EXERCISE GOAL
Continue the blog post about the Next el Bulli tribute meal, picking up after its final paragraph.

STUDY TEXT
= = = =

Thursday, February 23, 2012

Next el Bulli Tribute - Installment 2

At this point in the meal (i.e., following the carrot foam), the courses began to consist of some larger entrees (although I wouldn't describe any of them as "large", thank goodness, considering we still had almost 20 to go). First up was a beautiful plate with a single, elegant cuttlefish and coconut ravioli, served atop a small bed of bean sprouts with soy, ginger, and mint emulsions.

I'm looking at the photo of the plate and it just occurred to me as I'm writing this that the ravioli and sprouts are arranged such that it looks like a swan. Whether intentional or not (and I'm betting that there was nothing accidental about anything coming out of that kitchen), I didn't notice that during the service, quite possibly because I was so anxious to eat the tasty bundle. With this course, we received our second drink pairing (not counting the twice-modified cava from earlier), a Kanbara Junmai Ginjo sake (Junmai Ginjo is one of the 8 categories of premium sake made in Japan) also known as "Bride of the Fox". The sake was nicely balanced between dry and sweet, melding well with the richness of the cuttlefish. Next came a martini glass filled with what appeared to be a pinkish shaved ice. The material was actually described as "savory tomato ice" layered over some almond milk pudding with a sprig of oregano added.

Although nice to look at, the combination of flavors in the glass just didn't do much for me, even when washed down with the sake. The following dish, a hot crab aspic paired with a pile of couscous that was actually very tiny corn kernels, was much tastier (even if the aspic reminded me of something Julia Child might have whipped up in the '60s).

I certainly wouldn't want to be the kitchen slave responsible for extracting all of those microscopic corn kernels. Clearly the job would seem less troublesome if I had imbibed mass quantities of the accompanying drink pairing, described to us by our server as a Basque cider (produced by Domaine Bordatto) made from 15 different heirloom apple varieties that are indigenous to the Pyrenees (at least I think that's what the producer's website said when conducting follow-up research - I can read a little French, but Basque, not so much). Most ciders I've had in my lifetime (that is to say, not many) have had some measure of sweetness to them - this one was not sweet, but earthy and funky (think barnyard), and a bit of a shock to my neophyte cider palate.

= = = =

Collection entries
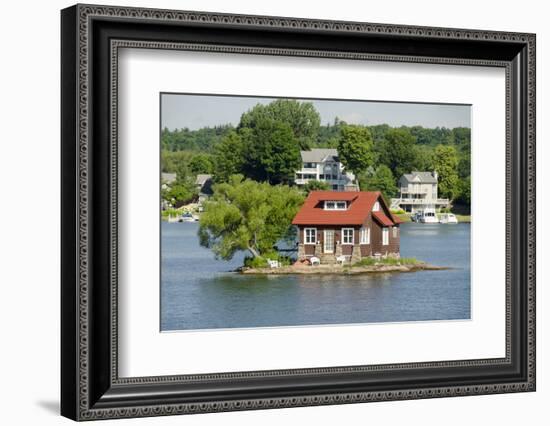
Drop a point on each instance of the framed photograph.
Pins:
(263, 212)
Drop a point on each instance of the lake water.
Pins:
(199, 292)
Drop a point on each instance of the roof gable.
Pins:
(422, 177)
(319, 155)
(360, 205)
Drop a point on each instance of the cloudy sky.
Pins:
(196, 111)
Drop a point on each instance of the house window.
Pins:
(335, 205)
(347, 235)
(364, 236)
(310, 235)
(385, 236)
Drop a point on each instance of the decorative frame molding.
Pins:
(91, 37)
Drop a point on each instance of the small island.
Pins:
(366, 266)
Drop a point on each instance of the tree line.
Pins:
(265, 147)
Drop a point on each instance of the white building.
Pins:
(323, 164)
(418, 191)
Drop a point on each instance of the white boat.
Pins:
(448, 218)
(428, 216)
(187, 217)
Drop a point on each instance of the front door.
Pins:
(328, 246)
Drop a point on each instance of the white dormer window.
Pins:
(335, 205)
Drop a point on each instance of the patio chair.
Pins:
(273, 263)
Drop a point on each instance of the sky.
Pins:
(197, 111)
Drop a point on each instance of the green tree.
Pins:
(179, 194)
(446, 165)
(382, 180)
(272, 153)
(355, 148)
(229, 157)
(465, 191)
(316, 185)
(302, 118)
(201, 163)
(398, 152)
(244, 215)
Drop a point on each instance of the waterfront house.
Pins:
(358, 224)
(203, 183)
(418, 192)
(323, 164)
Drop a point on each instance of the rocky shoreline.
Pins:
(339, 269)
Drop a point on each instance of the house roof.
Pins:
(382, 219)
(319, 155)
(422, 177)
(168, 177)
(202, 179)
(360, 205)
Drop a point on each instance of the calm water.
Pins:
(199, 292)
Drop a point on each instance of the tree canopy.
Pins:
(355, 148)
(397, 151)
(244, 215)
(381, 180)
(302, 118)
(446, 165)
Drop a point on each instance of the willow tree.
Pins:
(245, 215)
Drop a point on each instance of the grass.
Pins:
(170, 212)
(463, 218)
(371, 261)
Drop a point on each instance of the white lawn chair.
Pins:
(314, 260)
(273, 263)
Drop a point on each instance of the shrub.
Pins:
(398, 211)
(255, 262)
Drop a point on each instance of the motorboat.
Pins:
(447, 218)
(428, 216)
(187, 217)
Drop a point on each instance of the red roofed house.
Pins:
(353, 224)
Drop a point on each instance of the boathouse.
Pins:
(351, 224)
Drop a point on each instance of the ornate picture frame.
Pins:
(91, 386)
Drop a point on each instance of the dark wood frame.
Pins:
(90, 386)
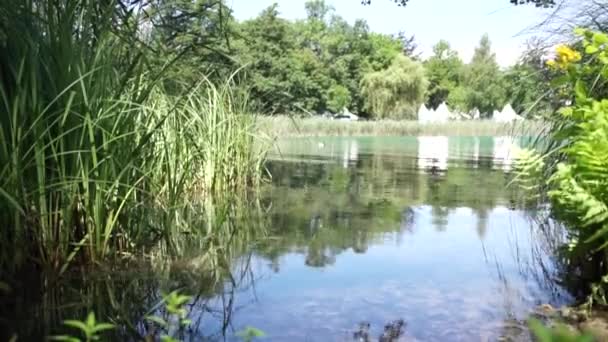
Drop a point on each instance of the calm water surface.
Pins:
(368, 231)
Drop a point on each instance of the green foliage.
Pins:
(283, 126)
(176, 316)
(93, 147)
(310, 65)
(338, 97)
(90, 328)
(249, 334)
(444, 72)
(396, 92)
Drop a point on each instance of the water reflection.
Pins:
(433, 153)
(414, 238)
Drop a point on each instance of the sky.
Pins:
(461, 22)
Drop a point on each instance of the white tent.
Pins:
(506, 115)
(442, 114)
(433, 152)
(347, 115)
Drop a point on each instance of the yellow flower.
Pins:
(567, 55)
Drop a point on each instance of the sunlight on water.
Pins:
(417, 233)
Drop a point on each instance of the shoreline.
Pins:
(285, 126)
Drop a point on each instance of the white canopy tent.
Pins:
(507, 114)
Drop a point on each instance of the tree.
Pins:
(482, 87)
(194, 34)
(444, 72)
(396, 92)
(338, 97)
(528, 83)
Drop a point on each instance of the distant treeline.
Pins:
(323, 64)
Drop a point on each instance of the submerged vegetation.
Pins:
(97, 158)
(573, 168)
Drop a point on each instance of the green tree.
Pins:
(444, 72)
(537, 3)
(396, 92)
(338, 97)
(265, 48)
(483, 85)
(191, 38)
(528, 83)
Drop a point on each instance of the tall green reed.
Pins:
(90, 146)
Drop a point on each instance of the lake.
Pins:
(418, 233)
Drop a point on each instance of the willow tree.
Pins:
(395, 92)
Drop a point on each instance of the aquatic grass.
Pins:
(281, 126)
(92, 149)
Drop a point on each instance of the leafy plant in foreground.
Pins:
(574, 169)
(90, 328)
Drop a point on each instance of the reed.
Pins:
(95, 159)
(282, 126)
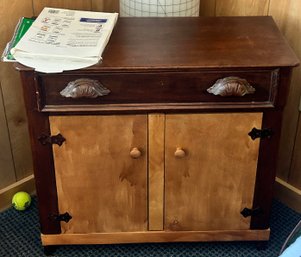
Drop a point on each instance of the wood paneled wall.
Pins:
(15, 158)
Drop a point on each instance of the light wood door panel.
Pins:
(208, 187)
(98, 183)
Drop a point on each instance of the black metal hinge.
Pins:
(246, 212)
(47, 139)
(260, 133)
(61, 217)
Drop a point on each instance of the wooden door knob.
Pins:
(180, 153)
(135, 153)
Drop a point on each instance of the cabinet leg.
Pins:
(49, 250)
(262, 245)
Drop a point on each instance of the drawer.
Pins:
(154, 90)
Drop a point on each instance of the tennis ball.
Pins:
(21, 201)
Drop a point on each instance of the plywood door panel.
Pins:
(286, 13)
(38, 5)
(7, 171)
(10, 13)
(156, 124)
(98, 182)
(241, 7)
(208, 187)
(105, 5)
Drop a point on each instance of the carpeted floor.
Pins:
(19, 236)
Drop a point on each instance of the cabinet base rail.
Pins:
(156, 237)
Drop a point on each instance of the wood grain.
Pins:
(216, 178)
(156, 123)
(295, 172)
(10, 12)
(38, 5)
(242, 7)
(102, 187)
(7, 173)
(148, 237)
(286, 15)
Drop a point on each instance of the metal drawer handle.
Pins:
(88, 88)
(231, 86)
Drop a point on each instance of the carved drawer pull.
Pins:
(231, 86)
(135, 153)
(180, 153)
(88, 88)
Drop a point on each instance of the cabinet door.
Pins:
(101, 182)
(212, 178)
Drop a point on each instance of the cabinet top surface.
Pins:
(195, 42)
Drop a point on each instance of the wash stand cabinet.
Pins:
(173, 137)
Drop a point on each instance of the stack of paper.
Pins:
(62, 39)
(21, 28)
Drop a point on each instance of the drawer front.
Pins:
(154, 90)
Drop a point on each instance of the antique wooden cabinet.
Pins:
(173, 137)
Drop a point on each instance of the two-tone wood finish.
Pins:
(157, 141)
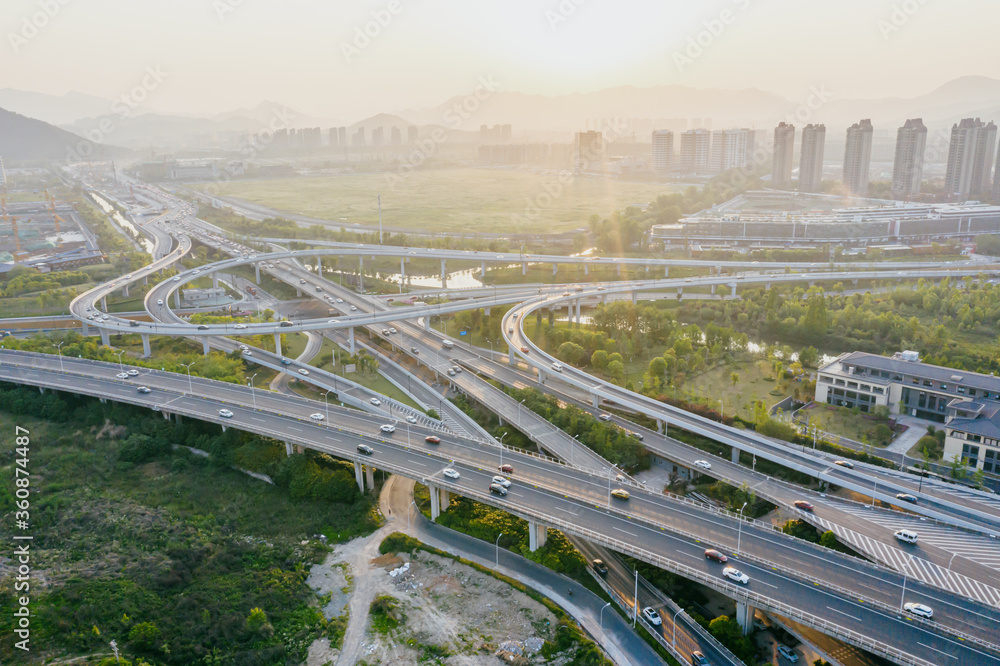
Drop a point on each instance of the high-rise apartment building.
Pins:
(588, 151)
(695, 151)
(729, 149)
(663, 150)
(970, 158)
(858, 157)
(908, 164)
(784, 145)
(811, 158)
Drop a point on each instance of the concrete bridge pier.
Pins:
(359, 477)
(435, 501)
(744, 616)
(537, 535)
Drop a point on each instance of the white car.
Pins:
(652, 616)
(734, 574)
(919, 609)
(788, 654)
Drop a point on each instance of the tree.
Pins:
(616, 369)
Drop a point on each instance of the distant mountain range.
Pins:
(535, 116)
(24, 139)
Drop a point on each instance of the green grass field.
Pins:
(443, 200)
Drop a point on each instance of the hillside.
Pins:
(24, 139)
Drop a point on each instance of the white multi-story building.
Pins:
(908, 165)
(663, 150)
(695, 151)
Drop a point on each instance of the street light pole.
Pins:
(413, 503)
(253, 393)
(739, 535)
(121, 367)
(188, 366)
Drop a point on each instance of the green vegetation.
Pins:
(949, 326)
(447, 200)
(176, 557)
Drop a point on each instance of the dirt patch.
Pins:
(456, 615)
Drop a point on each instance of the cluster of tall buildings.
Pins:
(703, 150)
(360, 139)
(494, 135)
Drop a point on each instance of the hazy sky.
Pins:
(293, 51)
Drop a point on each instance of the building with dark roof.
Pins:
(902, 383)
(973, 434)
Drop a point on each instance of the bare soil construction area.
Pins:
(440, 611)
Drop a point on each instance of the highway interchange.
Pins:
(817, 586)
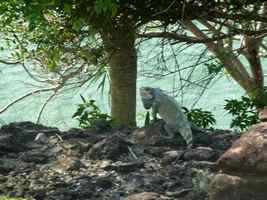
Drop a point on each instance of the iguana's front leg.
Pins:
(155, 111)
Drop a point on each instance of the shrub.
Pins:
(244, 112)
(201, 118)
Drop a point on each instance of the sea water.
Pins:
(15, 82)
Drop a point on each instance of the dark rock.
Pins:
(35, 157)
(111, 147)
(7, 165)
(146, 196)
(125, 167)
(171, 156)
(201, 153)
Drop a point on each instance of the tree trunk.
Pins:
(120, 46)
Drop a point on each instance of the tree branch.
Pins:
(25, 96)
(234, 67)
(182, 38)
(44, 105)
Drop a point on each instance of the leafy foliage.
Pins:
(243, 111)
(214, 68)
(201, 118)
(88, 114)
(8, 198)
(201, 182)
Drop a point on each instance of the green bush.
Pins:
(244, 112)
(8, 198)
(88, 114)
(201, 118)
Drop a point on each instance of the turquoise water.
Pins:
(15, 82)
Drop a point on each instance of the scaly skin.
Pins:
(169, 110)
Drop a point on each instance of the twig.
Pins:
(132, 153)
(44, 105)
(25, 96)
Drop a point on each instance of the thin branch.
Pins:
(25, 96)
(9, 62)
(44, 105)
(182, 38)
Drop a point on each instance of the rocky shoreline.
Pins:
(38, 162)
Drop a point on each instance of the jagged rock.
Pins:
(248, 154)
(230, 187)
(125, 167)
(200, 153)
(243, 167)
(7, 165)
(171, 156)
(111, 147)
(40, 170)
(41, 138)
(146, 196)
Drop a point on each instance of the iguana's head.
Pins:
(147, 96)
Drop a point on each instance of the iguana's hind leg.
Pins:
(169, 131)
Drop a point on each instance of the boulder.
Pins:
(248, 154)
(231, 187)
(243, 168)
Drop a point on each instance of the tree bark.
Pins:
(120, 46)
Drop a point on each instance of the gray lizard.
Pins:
(169, 110)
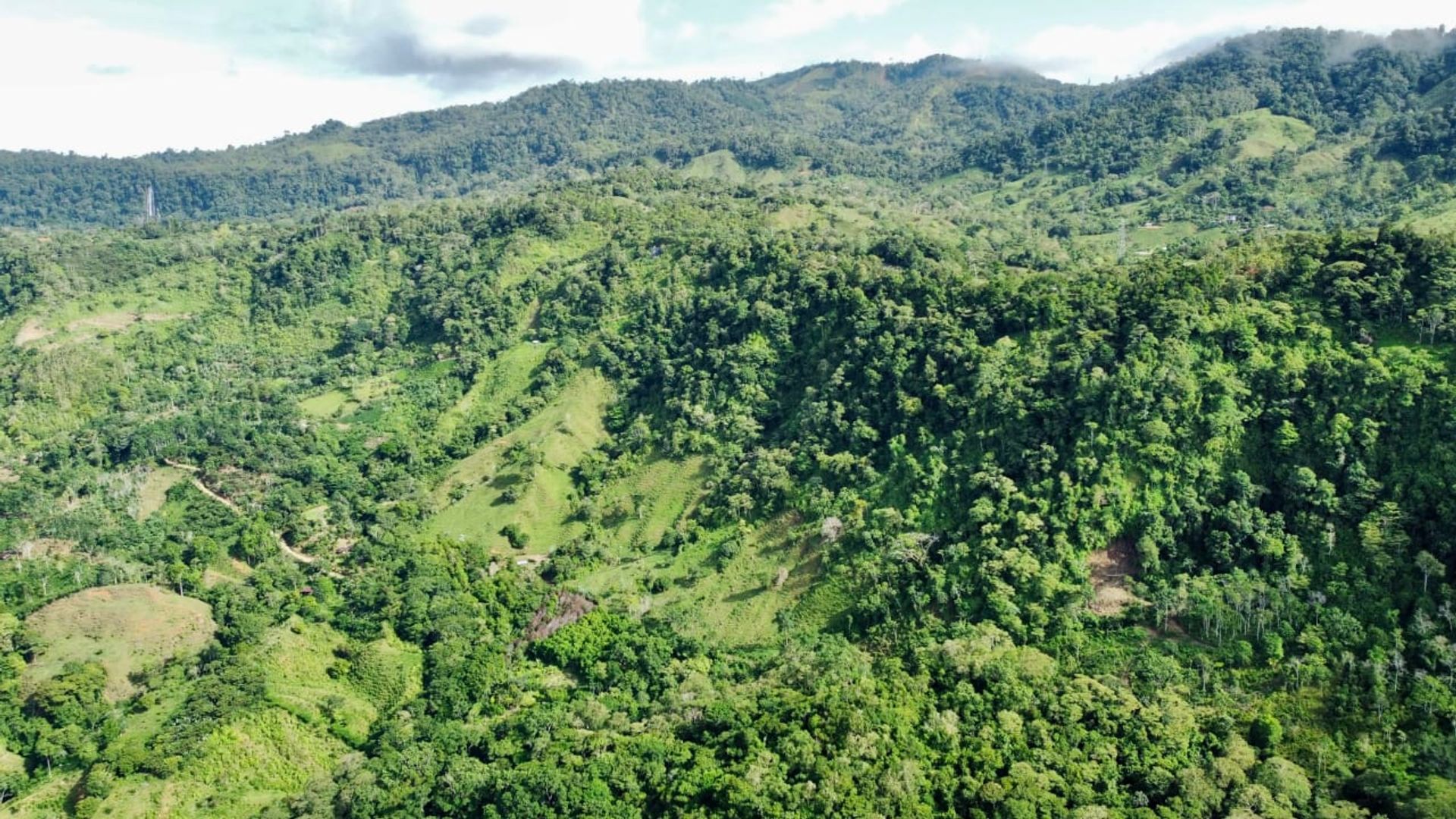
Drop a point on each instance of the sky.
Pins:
(121, 77)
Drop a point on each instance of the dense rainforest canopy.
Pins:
(867, 441)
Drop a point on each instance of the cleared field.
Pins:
(1270, 133)
(495, 385)
(717, 165)
(561, 431)
(155, 490)
(731, 595)
(242, 768)
(124, 629)
(341, 401)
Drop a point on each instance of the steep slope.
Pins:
(1177, 133)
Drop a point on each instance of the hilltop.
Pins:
(1350, 121)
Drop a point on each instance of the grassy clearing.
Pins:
(500, 382)
(1439, 222)
(46, 802)
(644, 504)
(297, 661)
(563, 431)
(153, 491)
(1269, 133)
(344, 400)
(242, 768)
(124, 629)
(717, 165)
(528, 254)
(734, 601)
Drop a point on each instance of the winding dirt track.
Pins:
(204, 488)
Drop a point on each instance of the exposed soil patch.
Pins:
(118, 319)
(1111, 572)
(124, 629)
(31, 331)
(41, 547)
(549, 620)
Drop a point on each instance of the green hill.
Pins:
(957, 444)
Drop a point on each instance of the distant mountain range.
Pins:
(1348, 121)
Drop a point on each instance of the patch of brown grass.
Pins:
(33, 330)
(1111, 572)
(124, 629)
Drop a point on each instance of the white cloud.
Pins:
(797, 18)
(1101, 53)
(161, 93)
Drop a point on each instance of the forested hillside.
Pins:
(1329, 127)
(878, 487)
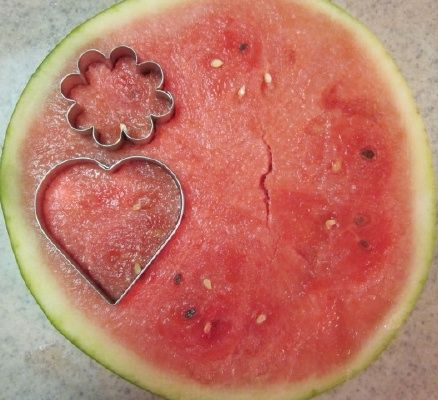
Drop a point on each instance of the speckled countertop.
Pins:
(36, 362)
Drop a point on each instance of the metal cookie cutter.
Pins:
(39, 213)
(94, 56)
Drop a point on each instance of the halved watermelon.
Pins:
(309, 191)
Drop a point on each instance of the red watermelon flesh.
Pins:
(296, 237)
(120, 96)
(111, 223)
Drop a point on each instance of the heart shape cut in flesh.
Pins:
(110, 222)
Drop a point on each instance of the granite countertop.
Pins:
(38, 363)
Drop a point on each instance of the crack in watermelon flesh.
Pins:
(292, 294)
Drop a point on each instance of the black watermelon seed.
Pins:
(190, 313)
(243, 46)
(367, 153)
(177, 279)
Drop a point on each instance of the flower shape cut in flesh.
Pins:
(131, 92)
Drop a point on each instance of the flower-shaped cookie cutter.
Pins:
(93, 56)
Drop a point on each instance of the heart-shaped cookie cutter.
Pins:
(93, 56)
(39, 214)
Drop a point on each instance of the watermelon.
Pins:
(309, 222)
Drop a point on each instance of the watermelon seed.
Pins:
(190, 313)
(330, 223)
(216, 63)
(123, 128)
(177, 279)
(367, 153)
(336, 166)
(261, 318)
(364, 243)
(267, 78)
(137, 268)
(207, 283)
(207, 328)
(136, 206)
(241, 92)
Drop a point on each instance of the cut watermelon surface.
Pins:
(309, 216)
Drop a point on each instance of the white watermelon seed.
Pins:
(137, 268)
(267, 77)
(136, 206)
(241, 91)
(216, 63)
(336, 166)
(123, 128)
(261, 318)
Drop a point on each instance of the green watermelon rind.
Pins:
(26, 243)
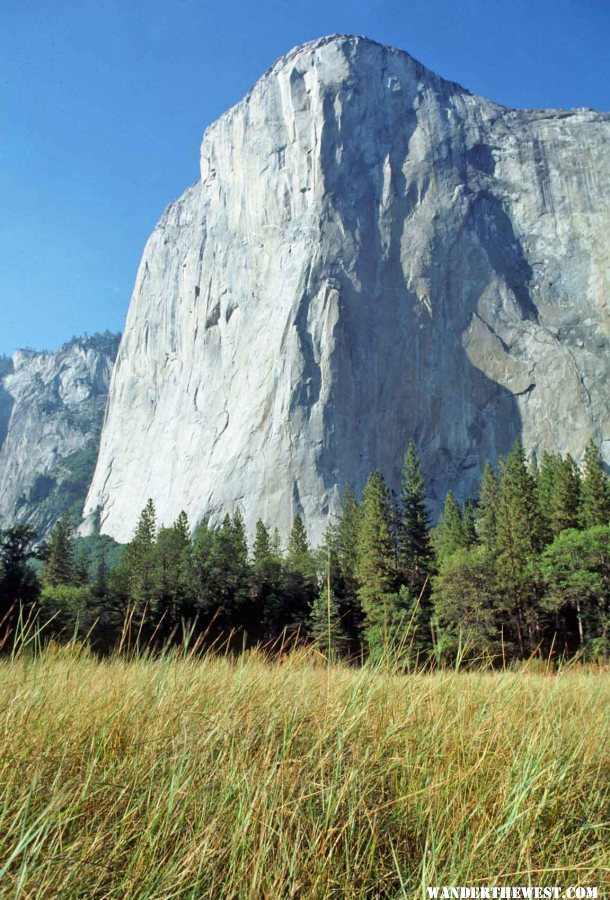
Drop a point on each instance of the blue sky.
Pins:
(103, 104)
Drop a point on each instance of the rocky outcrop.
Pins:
(51, 411)
(371, 254)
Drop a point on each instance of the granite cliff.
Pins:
(51, 411)
(371, 253)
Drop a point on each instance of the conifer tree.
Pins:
(469, 523)
(58, 566)
(299, 586)
(298, 555)
(450, 534)
(325, 623)
(81, 576)
(518, 540)
(595, 489)
(139, 560)
(415, 551)
(347, 538)
(170, 552)
(565, 509)
(488, 507)
(346, 551)
(18, 581)
(375, 569)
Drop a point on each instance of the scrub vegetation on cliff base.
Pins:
(521, 569)
(240, 777)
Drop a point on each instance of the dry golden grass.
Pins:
(222, 778)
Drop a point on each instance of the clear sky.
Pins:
(103, 104)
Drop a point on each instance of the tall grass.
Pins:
(239, 777)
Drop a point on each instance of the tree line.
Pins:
(521, 569)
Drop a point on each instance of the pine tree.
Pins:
(469, 522)
(488, 507)
(58, 566)
(595, 489)
(325, 622)
(170, 551)
(299, 583)
(81, 576)
(518, 540)
(346, 586)
(139, 560)
(550, 465)
(415, 553)
(347, 538)
(450, 534)
(375, 569)
(18, 581)
(298, 555)
(565, 511)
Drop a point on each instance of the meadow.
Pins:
(240, 777)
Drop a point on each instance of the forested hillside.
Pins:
(521, 569)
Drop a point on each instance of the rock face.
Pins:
(371, 254)
(51, 411)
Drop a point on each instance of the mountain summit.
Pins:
(371, 254)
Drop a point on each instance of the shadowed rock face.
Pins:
(371, 254)
(51, 411)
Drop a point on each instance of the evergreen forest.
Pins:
(519, 571)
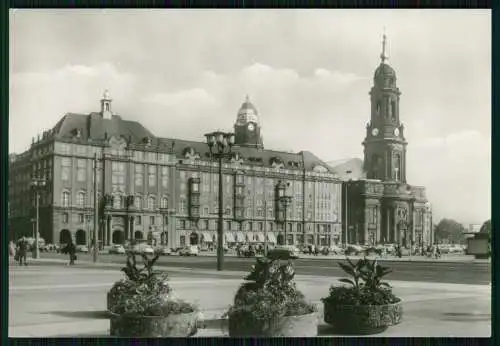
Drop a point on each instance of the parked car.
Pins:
(335, 250)
(189, 251)
(143, 248)
(164, 251)
(82, 249)
(204, 248)
(117, 249)
(246, 251)
(457, 249)
(353, 250)
(284, 252)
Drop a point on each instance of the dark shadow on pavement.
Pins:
(80, 314)
(323, 329)
(466, 317)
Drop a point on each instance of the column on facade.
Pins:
(387, 232)
(396, 228)
(378, 224)
(131, 228)
(104, 230)
(108, 230)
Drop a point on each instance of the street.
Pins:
(70, 301)
(463, 272)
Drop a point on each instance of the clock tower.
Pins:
(247, 127)
(385, 144)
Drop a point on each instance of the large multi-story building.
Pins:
(379, 205)
(163, 188)
(159, 187)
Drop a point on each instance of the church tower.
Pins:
(106, 100)
(384, 144)
(247, 127)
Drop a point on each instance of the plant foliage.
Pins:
(145, 291)
(269, 295)
(365, 285)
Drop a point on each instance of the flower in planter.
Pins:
(365, 285)
(145, 291)
(269, 296)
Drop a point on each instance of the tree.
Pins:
(449, 229)
(486, 228)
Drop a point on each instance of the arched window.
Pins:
(65, 198)
(117, 202)
(138, 202)
(151, 202)
(80, 199)
(397, 166)
(164, 202)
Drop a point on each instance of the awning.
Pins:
(230, 237)
(271, 237)
(249, 237)
(240, 237)
(261, 238)
(207, 237)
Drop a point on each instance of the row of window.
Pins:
(118, 201)
(65, 148)
(212, 225)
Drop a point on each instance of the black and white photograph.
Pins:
(249, 173)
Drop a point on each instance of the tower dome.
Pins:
(384, 75)
(247, 113)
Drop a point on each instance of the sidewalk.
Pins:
(429, 309)
(241, 274)
(447, 258)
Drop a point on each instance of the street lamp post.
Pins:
(164, 211)
(285, 201)
(37, 184)
(220, 144)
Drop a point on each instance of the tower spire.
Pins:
(383, 55)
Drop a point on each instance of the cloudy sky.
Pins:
(185, 72)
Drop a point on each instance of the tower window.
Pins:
(397, 167)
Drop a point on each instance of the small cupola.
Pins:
(247, 113)
(106, 111)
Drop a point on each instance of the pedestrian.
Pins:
(22, 250)
(12, 249)
(70, 249)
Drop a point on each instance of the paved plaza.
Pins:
(46, 301)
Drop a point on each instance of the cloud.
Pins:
(456, 170)
(196, 97)
(39, 99)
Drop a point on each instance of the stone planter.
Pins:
(290, 326)
(362, 319)
(181, 325)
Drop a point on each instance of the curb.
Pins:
(301, 277)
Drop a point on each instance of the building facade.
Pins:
(382, 207)
(165, 189)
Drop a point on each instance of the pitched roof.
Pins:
(93, 127)
(346, 169)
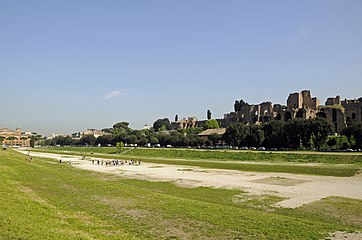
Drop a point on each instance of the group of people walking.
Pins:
(115, 162)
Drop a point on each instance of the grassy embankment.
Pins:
(327, 164)
(43, 199)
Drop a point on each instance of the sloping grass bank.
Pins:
(43, 199)
(266, 166)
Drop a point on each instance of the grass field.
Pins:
(327, 165)
(256, 156)
(43, 199)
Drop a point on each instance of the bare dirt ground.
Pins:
(296, 188)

= = = =

RESPONSE
Our subsequent course was nothing short of spectacular, visually stunning and containing an incredible interplay of flavors: a mound of delicate cauliflower couscous surrounded by a circle of mixed herbs intended to be the "sauce" of the dish. I can't imagine how difficult it was to plate this and I can't begin to describe all of the different tastes I picked up (I know gingerbread dust was prominently featured). Perhaps the most amazing thing is how savory it all was without an ounce of meat anywhere, clearly the best vegetarian course I can ever recall eating.

This wave of momentum continued right into the following dish, a "suquet" (a Catalan fish stew typically made with saffron and almonds) of prawns, paired with a uncommon version of dry Sherry known as palo cortado (which has both crisp and slightly oxidized characteristics). Again, the course looked and tasted amazing (I think I may have considered selling the progeny for another ladlefull of the stuff - please don't tell the missus).

I'm not sure I even now quite understand what we received after the suquet. The menu lists it as a "potato tortilla" and certainly those flavors were there, but not in any form I would have expected; that is, liquefied in a martini glass. This dish is attributed to Marc Singla, who seems to be a Spanish chef that collaborated with the Adrias back in the 1990s (if you Google his name, you'll get a couple of hits, including a picture of this signature dish, but not much else).

Did I mention that it was delicious? And the wine paired with it (a Cune "Vina Real" grand reserve from Rioja) was also spectacular, light, yet rich. The next course presented some challenges for me, as it included mushrooms as the centerpiece (for those of you who are new readers, I'm a longtime mushroom hater, but I'm slowly coming around via immersion therapy). A large piece of trumpet mushroom (maybe the cap?) was placed atop very thin discs of what I believe was the same mushroom (the "carpaccio" of the dish), sauced and presented with little pieces of rabbit (which I surmised was loin and then later found out was actually kidney - had I known that at the time, I might have paused a bit, but can now look back and say that I enjoyed eating my first ever kidneys).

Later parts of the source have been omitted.